Goal of the exercise: From the entries below, copy every line that holds the word "concrete".

Provided records:
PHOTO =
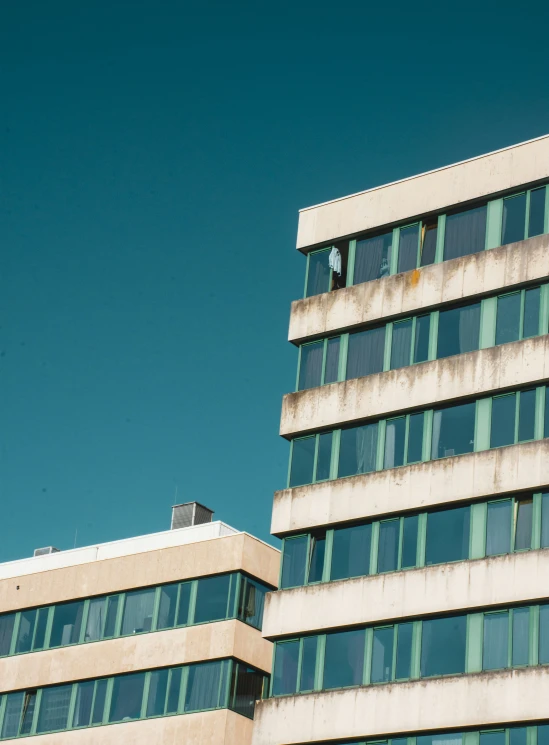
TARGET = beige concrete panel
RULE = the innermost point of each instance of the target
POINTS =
(496, 698)
(417, 386)
(421, 289)
(227, 554)
(208, 641)
(221, 727)
(423, 485)
(465, 585)
(428, 192)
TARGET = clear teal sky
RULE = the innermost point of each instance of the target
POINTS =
(153, 156)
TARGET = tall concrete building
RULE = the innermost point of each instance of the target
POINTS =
(414, 594)
(153, 640)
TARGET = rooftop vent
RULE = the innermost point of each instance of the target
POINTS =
(46, 550)
(190, 513)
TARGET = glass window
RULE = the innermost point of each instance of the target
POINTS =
(310, 366)
(453, 430)
(514, 219)
(168, 603)
(54, 709)
(318, 274)
(527, 415)
(537, 212)
(293, 562)
(373, 258)
(531, 312)
(521, 626)
(495, 648)
(324, 459)
(409, 542)
(447, 535)
(404, 650)
(523, 522)
(401, 344)
(358, 450)
(212, 599)
(303, 457)
(67, 620)
(285, 668)
(365, 353)
(127, 696)
(508, 318)
(308, 663)
(502, 428)
(138, 610)
(465, 233)
(458, 330)
(498, 528)
(382, 655)
(351, 552)
(389, 533)
(158, 686)
(344, 659)
(443, 646)
(7, 622)
(407, 248)
(395, 433)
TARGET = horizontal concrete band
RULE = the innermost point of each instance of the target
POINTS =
(182, 646)
(481, 700)
(177, 563)
(428, 192)
(465, 585)
(221, 727)
(419, 386)
(396, 490)
(423, 289)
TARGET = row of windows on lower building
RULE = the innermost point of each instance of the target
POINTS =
(450, 645)
(158, 608)
(431, 240)
(223, 684)
(429, 336)
(533, 735)
(487, 528)
(481, 424)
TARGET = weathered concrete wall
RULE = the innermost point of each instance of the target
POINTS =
(420, 290)
(460, 478)
(465, 585)
(424, 385)
(208, 641)
(221, 727)
(511, 696)
(226, 554)
(428, 192)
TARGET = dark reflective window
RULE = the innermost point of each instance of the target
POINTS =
(358, 450)
(310, 366)
(495, 647)
(365, 354)
(498, 527)
(465, 233)
(502, 429)
(373, 258)
(293, 562)
(318, 277)
(303, 457)
(443, 646)
(458, 330)
(453, 431)
(514, 219)
(448, 535)
(351, 552)
(344, 659)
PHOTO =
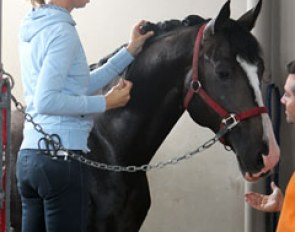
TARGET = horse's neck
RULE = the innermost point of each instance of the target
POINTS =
(137, 131)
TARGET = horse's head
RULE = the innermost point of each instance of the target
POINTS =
(230, 69)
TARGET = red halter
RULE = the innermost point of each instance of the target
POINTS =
(228, 119)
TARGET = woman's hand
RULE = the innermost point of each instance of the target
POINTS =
(266, 203)
(119, 95)
(137, 38)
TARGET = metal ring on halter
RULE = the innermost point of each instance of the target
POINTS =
(196, 86)
(230, 122)
(9, 78)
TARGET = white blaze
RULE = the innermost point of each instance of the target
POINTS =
(272, 158)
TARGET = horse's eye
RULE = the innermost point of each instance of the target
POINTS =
(223, 74)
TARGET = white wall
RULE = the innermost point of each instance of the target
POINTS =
(203, 194)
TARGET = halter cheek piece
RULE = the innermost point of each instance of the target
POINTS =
(228, 120)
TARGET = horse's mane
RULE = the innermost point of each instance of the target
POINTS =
(242, 42)
(160, 29)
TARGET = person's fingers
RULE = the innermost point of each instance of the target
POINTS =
(273, 185)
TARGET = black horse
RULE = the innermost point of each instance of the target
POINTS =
(226, 70)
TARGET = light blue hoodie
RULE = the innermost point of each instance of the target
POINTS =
(58, 86)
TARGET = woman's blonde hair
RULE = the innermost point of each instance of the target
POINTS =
(37, 2)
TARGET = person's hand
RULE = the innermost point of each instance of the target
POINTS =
(137, 38)
(266, 203)
(119, 95)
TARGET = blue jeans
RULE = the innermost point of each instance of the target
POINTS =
(54, 193)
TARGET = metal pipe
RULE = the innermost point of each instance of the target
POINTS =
(1, 36)
(254, 220)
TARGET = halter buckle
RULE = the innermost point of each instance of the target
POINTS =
(196, 86)
(230, 122)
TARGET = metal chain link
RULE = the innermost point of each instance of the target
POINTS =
(116, 168)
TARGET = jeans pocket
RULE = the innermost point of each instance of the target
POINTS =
(57, 174)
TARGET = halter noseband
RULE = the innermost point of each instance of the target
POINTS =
(229, 120)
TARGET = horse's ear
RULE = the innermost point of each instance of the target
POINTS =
(223, 15)
(214, 24)
(249, 18)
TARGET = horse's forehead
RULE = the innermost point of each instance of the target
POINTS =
(251, 71)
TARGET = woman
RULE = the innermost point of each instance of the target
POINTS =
(58, 91)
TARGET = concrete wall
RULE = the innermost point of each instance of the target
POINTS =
(203, 194)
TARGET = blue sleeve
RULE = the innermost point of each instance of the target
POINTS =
(49, 97)
(111, 69)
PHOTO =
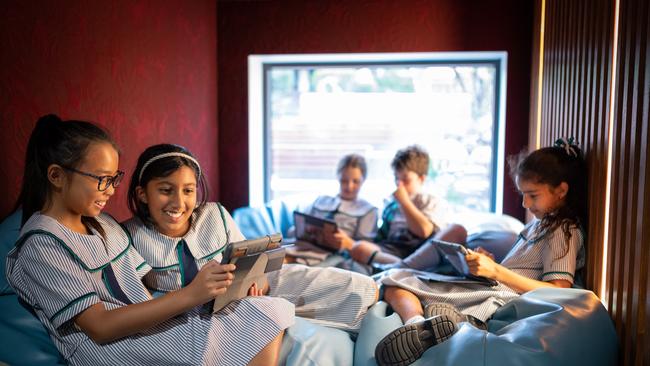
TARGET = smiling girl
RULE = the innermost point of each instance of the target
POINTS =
(548, 253)
(76, 268)
(178, 232)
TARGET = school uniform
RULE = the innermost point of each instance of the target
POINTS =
(541, 256)
(395, 237)
(60, 273)
(357, 218)
(326, 296)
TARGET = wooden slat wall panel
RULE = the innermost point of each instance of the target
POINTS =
(629, 238)
(576, 82)
(575, 96)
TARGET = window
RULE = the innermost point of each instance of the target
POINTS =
(307, 111)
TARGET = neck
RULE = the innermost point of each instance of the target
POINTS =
(68, 219)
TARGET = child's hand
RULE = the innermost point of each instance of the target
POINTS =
(338, 239)
(211, 281)
(483, 251)
(255, 291)
(481, 264)
(401, 194)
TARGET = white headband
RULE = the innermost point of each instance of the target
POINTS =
(166, 155)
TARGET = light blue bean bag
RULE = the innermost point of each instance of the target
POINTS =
(546, 326)
(24, 340)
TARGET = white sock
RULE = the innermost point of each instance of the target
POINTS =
(415, 319)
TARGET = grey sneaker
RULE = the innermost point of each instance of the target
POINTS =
(406, 344)
(441, 308)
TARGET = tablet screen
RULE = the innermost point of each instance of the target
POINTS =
(455, 254)
(311, 228)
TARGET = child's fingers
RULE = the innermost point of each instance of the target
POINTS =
(220, 276)
(214, 267)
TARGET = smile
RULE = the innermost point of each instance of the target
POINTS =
(173, 214)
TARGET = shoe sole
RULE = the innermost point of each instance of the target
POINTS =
(453, 314)
(407, 344)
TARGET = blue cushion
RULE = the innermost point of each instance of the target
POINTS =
(24, 339)
(547, 326)
(9, 230)
(308, 344)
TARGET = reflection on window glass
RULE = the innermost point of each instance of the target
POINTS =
(317, 114)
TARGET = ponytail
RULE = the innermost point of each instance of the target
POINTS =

Your solution:
TARGET = beige concrete panel
TARGET = tall concrete building
TARGET = horizontal concrete band
TARGET = weathered concrete wall
TARGET = concrete wall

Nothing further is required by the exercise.